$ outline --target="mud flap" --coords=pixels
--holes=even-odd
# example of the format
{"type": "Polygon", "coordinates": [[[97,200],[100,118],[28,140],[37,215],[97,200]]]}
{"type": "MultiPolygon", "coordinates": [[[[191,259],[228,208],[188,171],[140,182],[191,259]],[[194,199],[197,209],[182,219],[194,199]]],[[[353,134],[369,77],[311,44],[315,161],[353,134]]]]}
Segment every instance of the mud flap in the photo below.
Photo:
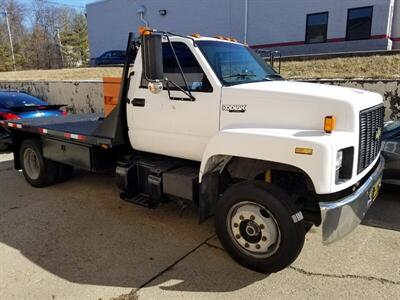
■ ■ ■
YOUR ASSIGNMENT:
Take every record and copy it word for word, dropping the pictures.

SOLUTION BELOW:
$ outline --target="mud flap" --coords=pixels
--holes=even-odd
# example of the format
{"type": "Polygon", "coordinates": [[[97,200],[100,118],[28,140],[37,215],[97,200]]]}
{"type": "MultiPolygon", "coordinates": [[[[191,259],[228,208],[188,171],[140,182],[191,259]],[[194,199],[197,209],[182,219],[194,199]]],[[[353,134],[369,77],[311,44],[315,161],[353,134]]]]}
Segment every instance of the mud flap in the photo below.
Photo:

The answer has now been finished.